[GOAL 1]: In the poetry critiques, which lines does post #19 call the worst?

[SOURCE EXCERPT]:
● ● ● ● ● ● ●
I find it stops an otherwise steady rythm. I like the idea just not exactly the execution its really close, I don't know how I'd change it, as I wouldn't be any good at this style :P

Otherwise I think it was a good read.

Whenever you have a second or if your up to it: https://www.ultimate-guitar.com/forum/showthread.php?t=964426
No rush or pressure at all though, cause I don't necessarily like the idea of making people think the only reason I'm criting is to get a crit cause it's not I geniunly enjoy reading and learning from other peoples stuff. I'm just fairly new to the game and could always use a kick in the right direction
▼▲
Quote by shdowfox17
awesome avatar,denn0069!
Quote by Valo
The most truth I've heard in the pit.
ever.
▼▲
#18
I love the rhythm of the entire first stanza, each word is chosen perfectly and has a certain cadence. I like the repetition of "support" because it further supports the idea of support beams. Or that's what I got from it

Following that, you provide beautiful imagery with the words you choose. I'm undecided at the "she breaks..." part, because I like the bluntness of the sentence as it contrasts with the beginning of the piece but I don't like how it sounds like a caveman would say it. If you could meet middle ground somewhere there I'd love it. Especially because the part right afterwords shows a turn in the piece, it would be a perfect way to lead into it if it made more grammatical sense if you get what I mean?

The rest is great, I don't have anything to criticize
Drop another coin in the slot, and I will tell you more...
#19
The inside/outside business was definitely unfriendly to the ears, in terms of flow, sound, and what I can imagine to be a theme. The entire piece had bits of imagery here and there, but nothing really tied together. The middle five lines were the worst. I always get this feeling when stanzas only get two lines in them, that the ideas aren't really fleshed out, and thats what I got here. The bowling ball bit has nothing to bounce off of, so it's hard for me to get much off of it.

I can understand the disoriented feel your trying to display, and you did succeed at it. In fact, the piece is far from unworkable. But it loses unity. Much of your disorientation comes from you switching subjects every stanza. Its her, than you, than her, than you, then recollection. But If you removed one character from the storyline, I still can't see some of these images working out, such as the bowling ball or Reggies oak. I think that the stanza's themselves can be incomplete, but their partner images must continue from where they left of.

Now, you did have an image that was solid: her jumping and you catching her (or failing to). That's a large portion of the piece, but its signifigance is somewhat muddled. You definitely hinted at the direction with the last line, I just wish there was more for it to play off of. I feel that this piece had something, but lost its grip trying to nail the style. As I said, you hit the style, but it still needs more meat.
● ● ● ● ● ● ●
[TASK INPUTS]:

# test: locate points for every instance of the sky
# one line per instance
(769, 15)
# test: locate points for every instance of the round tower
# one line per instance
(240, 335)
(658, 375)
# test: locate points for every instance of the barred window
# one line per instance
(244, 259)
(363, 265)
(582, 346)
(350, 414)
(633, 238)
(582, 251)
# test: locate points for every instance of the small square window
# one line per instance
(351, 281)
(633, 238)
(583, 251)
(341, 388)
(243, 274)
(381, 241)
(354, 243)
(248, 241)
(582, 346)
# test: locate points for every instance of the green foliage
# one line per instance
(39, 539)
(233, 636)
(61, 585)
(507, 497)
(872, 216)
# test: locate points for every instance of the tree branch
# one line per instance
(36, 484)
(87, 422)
● ● ● ● ● ● ●
[GOAL 2]: Swap "branch" for "limb" in the records, from the line with "# test: locate points for every instance of the tree" up to and including the last line of the records, with all else unchanged, and give back only those lines.

[WRITTEN ANSWER 1]: The middle five lines.

[WRITTEN ANSWER 2]:
# test: locate points for every instance of the tree limb
# one line per instance
(36, 484)
(87, 422)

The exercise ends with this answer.